**REQUEST**
Repeat every line of the listing below word for word, with nothing changed.

** BEGIN DATA LISTING **

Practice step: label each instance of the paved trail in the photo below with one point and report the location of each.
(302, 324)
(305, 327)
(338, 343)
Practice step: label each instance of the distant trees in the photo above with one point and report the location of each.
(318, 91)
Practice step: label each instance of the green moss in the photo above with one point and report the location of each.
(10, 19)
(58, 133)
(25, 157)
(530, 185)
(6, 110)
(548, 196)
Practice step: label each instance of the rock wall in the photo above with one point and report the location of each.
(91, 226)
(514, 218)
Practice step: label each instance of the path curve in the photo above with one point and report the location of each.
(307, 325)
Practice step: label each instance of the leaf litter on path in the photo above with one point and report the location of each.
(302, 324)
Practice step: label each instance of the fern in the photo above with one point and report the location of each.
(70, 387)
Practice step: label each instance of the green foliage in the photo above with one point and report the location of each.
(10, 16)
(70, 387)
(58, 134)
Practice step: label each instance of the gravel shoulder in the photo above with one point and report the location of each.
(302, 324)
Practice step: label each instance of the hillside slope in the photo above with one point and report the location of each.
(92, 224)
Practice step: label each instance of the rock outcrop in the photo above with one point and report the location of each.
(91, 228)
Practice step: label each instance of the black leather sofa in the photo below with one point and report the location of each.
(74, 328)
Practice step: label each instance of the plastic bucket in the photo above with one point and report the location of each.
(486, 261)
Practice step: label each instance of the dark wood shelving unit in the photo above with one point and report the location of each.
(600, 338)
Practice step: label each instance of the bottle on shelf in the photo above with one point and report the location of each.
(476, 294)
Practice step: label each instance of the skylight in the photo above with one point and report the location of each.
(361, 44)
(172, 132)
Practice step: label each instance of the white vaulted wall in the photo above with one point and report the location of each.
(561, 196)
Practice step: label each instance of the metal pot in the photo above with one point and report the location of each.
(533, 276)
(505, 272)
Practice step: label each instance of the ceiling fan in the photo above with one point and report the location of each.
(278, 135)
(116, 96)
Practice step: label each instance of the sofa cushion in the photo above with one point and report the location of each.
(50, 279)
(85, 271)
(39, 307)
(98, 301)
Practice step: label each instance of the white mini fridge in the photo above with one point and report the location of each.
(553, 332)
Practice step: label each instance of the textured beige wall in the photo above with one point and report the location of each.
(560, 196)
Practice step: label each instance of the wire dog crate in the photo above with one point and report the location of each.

** END DATA LISTING **

**SOLVED EXERCISE**
Practice step: label each instance of the paved trail in the photo below with one point and report the location of each.
(302, 324)
(305, 327)
(338, 343)
Practice step: label each instance of the distant trees in the photo above with one point and report the location of each.
(318, 91)
Practice step: label each instance of the green moss in the photo above with one point and report the location of each.
(10, 19)
(58, 133)
(25, 157)
(530, 185)
(6, 110)
(548, 196)
Practice step: label each instance of the rock wall in the photo above with one point and report the location of each.
(91, 226)
(514, 218)
Practice step: label each instance of the path curve in the photo above with one point and report the location of each.
(307, 325)
Practice step: label each instance of the leaf litter on path in the photo above with one point and report the location of each.
(302, 324)
Practice step: label each instance of the fern in the photo above with one point and report the location of each.
(70, 387)
Practice step: label each instance of the green foliage in the photo above with one point and report the location of each.
(10, 16)
(70, 387)
(58, 134)
Practice step: label each instance of the gravel shoulder in the photo above with one point and report the location of each.
(302, 324)
Practice step: label each instance of the hillside slope in the photo above with one point and report the location of each.
(92, 224)
Practice step: label each instance of the rock outcrop in the photo above with one point and report the location of each.
(91, 228)
Practice step: label each instance of the black leather sofa in the photo below with one point and report the location of each.
(74, 328)
Practice step: label each instance of the plastic bucket in the photo above with one point and report the location of each.
(486, 261)
Practice step: label each instance of the dark wood shelving unit in the photo above with one point and report the location of each.
(600, 338)
Practice step: label each instance of the bottle on shelf in the photo above with one point and report the location of each.
(476, 294)
Practice step: label each instance of the skylight in the photo above with one point and report the location of each.
(361, 44)
(172, 132)
Practice step: label each instance of the white vaulted wall in the photo above with one point and report the location of each.
(561, 196)
Practice step: label each instance of the metal pot in the photo above with one point and report the location of each.
(533, 276)
(505, 272)
Practice step: label each instance of the ceiling fan in the photo above with one point and report the location of each.
(278, 135)
(116, 96)
Practice step: label each instance of the sofa cushion in the photo above with one point and report the location of each.
(50, 279)
(85, 271)
(39, 307)
(98, 301)
Practice step: label each instance of the white mini fridge in the photo above with one point and report the location of each.
(553, 332)
Practice step: label each instance of the textured beige wall in the photo above with one point and report the location of each.
(560, 196)
Practice step: label each instance of the wire dog crate in the photo above with one point and report the location of each.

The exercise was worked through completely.